■ **EXERCISE INPUT**:

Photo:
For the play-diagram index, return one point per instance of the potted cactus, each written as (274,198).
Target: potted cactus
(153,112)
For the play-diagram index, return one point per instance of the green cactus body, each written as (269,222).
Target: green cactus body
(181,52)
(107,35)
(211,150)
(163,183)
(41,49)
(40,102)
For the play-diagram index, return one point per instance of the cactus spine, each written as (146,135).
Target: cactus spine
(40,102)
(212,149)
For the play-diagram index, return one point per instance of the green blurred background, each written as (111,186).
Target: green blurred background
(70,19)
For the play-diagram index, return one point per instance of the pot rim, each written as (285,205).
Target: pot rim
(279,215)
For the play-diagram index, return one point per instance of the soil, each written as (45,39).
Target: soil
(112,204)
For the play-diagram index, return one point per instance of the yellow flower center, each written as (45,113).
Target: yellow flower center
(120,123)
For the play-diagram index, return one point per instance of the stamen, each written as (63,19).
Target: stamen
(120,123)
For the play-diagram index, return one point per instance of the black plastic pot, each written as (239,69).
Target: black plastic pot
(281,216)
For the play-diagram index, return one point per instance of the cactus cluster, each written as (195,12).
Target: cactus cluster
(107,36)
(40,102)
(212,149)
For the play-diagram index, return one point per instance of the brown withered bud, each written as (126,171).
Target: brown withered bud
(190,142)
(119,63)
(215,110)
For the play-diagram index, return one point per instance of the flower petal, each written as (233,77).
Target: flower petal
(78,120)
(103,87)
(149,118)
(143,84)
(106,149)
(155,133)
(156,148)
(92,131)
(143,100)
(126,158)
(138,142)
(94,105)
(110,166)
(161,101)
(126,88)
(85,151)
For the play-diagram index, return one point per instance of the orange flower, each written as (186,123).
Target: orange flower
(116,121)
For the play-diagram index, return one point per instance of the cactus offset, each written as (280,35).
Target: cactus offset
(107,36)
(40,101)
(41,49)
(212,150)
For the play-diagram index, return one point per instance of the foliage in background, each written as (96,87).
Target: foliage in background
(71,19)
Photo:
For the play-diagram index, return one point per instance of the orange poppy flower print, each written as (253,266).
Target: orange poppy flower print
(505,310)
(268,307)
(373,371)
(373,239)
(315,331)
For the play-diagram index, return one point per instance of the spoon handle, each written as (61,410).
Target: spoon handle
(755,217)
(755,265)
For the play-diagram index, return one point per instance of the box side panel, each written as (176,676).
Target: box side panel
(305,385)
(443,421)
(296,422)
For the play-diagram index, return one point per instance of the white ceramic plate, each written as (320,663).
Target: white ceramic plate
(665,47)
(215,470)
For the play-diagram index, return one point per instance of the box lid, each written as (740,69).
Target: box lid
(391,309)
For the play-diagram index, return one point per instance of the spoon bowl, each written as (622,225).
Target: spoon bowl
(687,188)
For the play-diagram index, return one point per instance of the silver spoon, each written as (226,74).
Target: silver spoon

■ **WORK ORDER**: Reproduce all the entries above. Match them exactly.

■ **ANSWER BELOW**:
Photo:
For the play-diagram index, return one point per instance of the potted cactus, each written as (274,198).
Target: potted cactus
(153,112)
For the play-diagram index, return one point per instance of the green cactus body, each written as (269,222).
Target: green cactus body
(181,52)
(107,35)
(211,150)
(163,183)
(41,49)
(40,102)
For the play-diagram index, return one point per instance of the cactus spine, each written as (146,135).
Target: cactus spine
(40,102)
(212,149)
For the play-diagram index, return one point per instance of the green blurred background, each written as (111,186).
Target: green blurred background
(70,19)
For the play-diagram index, return one point per instance of the pot rim, each written as (285,205).
Target: pot rim
(279,215)
For the play-diagram index, return one point per instance of the soil, each written as (45,39).
Target: soil
(112,204)
For the play-diagram index, return one point per instance of the yellow flower center, each written as (45,113).
Target: yellow flower center
(120,123)
For the play-diagram index, return one point per instance of the stamen, each written as (63,19).
Target: stamen
(120,123)
For the play-diagram index, return one point per instance of the black plastic pot, each written as (239,69).
Target: black plastic pot
(281,216)
For the play-diagram index, return one point per instance of the cactus cluster, each written as (195,12).
Target: cactus cluster
(107,36)
(40,102)
(212,149)
For the play-diagram index, return one point per instance of the brown withered bud, each written as (126,171).
Target: brown withered bud
(190,142)
(119,63)
(215,110)
For the play-diagram index, return one point per instance of the flower petal, each written as (233,77).
Target: flower petal
(78,120)
(103,87)
(149,118)
(143,84)
(106,149)
(155,133)
(156,148)
(92,131)
(143,100)
(126,158)
(138,142)
(94,105)
(110,166)
(161,101)
(126,88)
(85,151)
For the play-diagram index, return one point per instance of the orange flower, each written as (186,123).
Target: orange flower
(116,121)
For the play-diagram index, return one point per instance of the cactus offset, each written as (280,35).
Target: cactus offset
(107,36)
(40,101)
(41,49)
(212,150)
For the play-diagram index, return one point per instance of the foliage in background, each written as (96,87).
Target: foliage in background
(71,19)
Photo:
For the play-diagram index, return one point per instance of the orange poppy flower print, each written as (253,266).
Target: orange poppy flower print
(505,310)
(268,307)
(373,371)
(373,239)
(315,331)
For the play-diagram index, return one point per instance of the spoon handle, each written as (61,410).
Target: spoon handle
(755,217)
(755,265)
For the play-diagram index, return one point per instance of the box side panel, each written as (176,676).
Target: box side panel
(305,385)
(443,421)
(296,422)
For the play-diagram index, return one point per instance of the white ceramic plate, each written as (320,663).
Target: white ceramic plate
(665,47)
(215,470)
For the play-diagram index, return one point per instance of the box lid, each written as (740,69).
Target: box lid
(391,309)
For the play-diagram index, return one point per instance of the spoon bowl, each written as (622,225).
Target: spoon bowl
(687,188)
For the play-diagram index, return one point per instance of the silver spoon, each written as (226,74).
Target: silver spoon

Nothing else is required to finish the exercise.